Extract to read:

## START

Two causes of action, often pleaded together, doing slightly different work.
Modern immigration delay litigation almost always pleads two parallel causes of action: a writ of mandamus under 28 U.S.C. § 1361 and an APA unreasonable-delay claim under 5 U.S.C. § 706(1). The two are related but not identical. Understanding the differences — and why the most effective complaints plead both — is one of the defining skills of immigration mandamus practice.
The federal mandamus statute confers original jurisdiction on district courts to compel any federal officer, employee, or agency to perform a duty owed to the plaintiff. The traditional elements are (1) a clear and indisputable right to relief, (2) a non-discretionary duty on the part of the agency, and (3) no other adequate remedy. The framework is rooted in centuries of common law mandamus practice and has been refined through decades of federal court application.
The Administrative Procedure Act authorizes a reviewing court to compel agency action unlawfully withheld or unreasonably delayed. Section 706(1) is the operative authority for most immigration delay litigation. It works alongside § 555(b), which requires every federal agency to conclude pending matters within a reasonable time. The APA framework is broader and more flexible than mandamus and is the typical source of TRAC-factor analysis.
Every immigration delay complaint I file pleads both mandamus and APA delay as separate counts. The factual section is the same — the application's history, the delay, the prejudice. The legal sections differ in framework: mandamus emphasizes the clear right and non-discretionary duty; APA emphasizes the unreasonable delay and the TRAC factor analysis.
The complaint requests relief in the alternative: an order under § 1361 directing the agency to perform the duty, or an order under § 706(1) compelling the agency action unlawfully withheld or unreasonably delayed. Both forms of relief have the same practical effect — adjudication of the underlying application — but pleading them both preserves the strongest available argument at every stage.

## END

Material shown:

## START

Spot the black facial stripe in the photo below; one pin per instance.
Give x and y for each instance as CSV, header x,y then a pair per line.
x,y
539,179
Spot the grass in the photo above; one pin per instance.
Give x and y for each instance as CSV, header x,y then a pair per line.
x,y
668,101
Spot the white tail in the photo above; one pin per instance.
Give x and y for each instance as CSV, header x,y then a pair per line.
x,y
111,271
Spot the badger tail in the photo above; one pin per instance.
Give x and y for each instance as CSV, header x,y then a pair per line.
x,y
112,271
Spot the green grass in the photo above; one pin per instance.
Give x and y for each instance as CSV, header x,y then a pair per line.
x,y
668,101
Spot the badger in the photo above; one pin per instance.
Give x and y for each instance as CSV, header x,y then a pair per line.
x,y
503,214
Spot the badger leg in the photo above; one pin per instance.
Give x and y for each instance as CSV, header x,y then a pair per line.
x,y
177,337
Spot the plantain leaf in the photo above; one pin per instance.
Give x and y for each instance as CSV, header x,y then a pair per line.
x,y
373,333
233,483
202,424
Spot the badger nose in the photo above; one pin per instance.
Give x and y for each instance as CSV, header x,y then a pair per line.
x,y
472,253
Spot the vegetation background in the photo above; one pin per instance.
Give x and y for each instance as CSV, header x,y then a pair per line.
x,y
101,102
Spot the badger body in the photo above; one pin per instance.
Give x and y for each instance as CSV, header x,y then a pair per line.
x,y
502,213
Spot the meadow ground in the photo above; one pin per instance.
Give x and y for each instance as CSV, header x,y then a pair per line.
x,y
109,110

## END
## START

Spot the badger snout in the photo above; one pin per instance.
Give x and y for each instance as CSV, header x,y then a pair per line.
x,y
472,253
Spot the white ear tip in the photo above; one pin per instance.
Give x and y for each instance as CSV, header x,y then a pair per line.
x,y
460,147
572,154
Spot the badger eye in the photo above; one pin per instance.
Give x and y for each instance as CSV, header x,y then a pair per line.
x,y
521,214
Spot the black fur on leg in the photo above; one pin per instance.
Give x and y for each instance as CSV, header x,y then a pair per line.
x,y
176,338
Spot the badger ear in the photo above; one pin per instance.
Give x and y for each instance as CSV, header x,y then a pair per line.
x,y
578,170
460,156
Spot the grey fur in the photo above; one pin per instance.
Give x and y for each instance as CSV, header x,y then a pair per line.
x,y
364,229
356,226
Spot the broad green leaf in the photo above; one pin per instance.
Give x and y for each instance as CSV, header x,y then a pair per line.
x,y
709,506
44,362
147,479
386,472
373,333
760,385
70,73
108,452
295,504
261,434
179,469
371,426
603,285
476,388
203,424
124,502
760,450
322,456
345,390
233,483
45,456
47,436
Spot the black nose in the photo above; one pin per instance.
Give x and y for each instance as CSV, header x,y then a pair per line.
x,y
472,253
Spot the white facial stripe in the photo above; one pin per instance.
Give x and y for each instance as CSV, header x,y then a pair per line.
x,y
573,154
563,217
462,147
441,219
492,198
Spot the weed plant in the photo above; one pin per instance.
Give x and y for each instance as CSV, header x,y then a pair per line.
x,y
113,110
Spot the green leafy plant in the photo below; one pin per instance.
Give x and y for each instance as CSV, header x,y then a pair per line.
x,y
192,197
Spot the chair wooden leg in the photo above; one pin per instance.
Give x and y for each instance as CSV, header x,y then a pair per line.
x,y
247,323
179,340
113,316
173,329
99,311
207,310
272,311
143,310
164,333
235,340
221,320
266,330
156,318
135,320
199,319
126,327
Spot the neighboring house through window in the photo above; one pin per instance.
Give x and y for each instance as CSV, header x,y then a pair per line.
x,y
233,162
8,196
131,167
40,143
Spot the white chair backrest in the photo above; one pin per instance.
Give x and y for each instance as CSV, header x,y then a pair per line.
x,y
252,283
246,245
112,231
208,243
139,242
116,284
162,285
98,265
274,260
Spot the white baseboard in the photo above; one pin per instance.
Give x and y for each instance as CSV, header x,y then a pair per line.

## END

Stated problem: Translate this sentence from the text about mandamus and APA delay claims into Spanish: "Section 706(1) is the operative authority for most immigration delay litigation." Base your work solely on the text about mandamus and APA delay claims.

Solution: La sección 706(1) es la autoridad operativa para la mayoría de los litigios por demoras en materia de inmigración.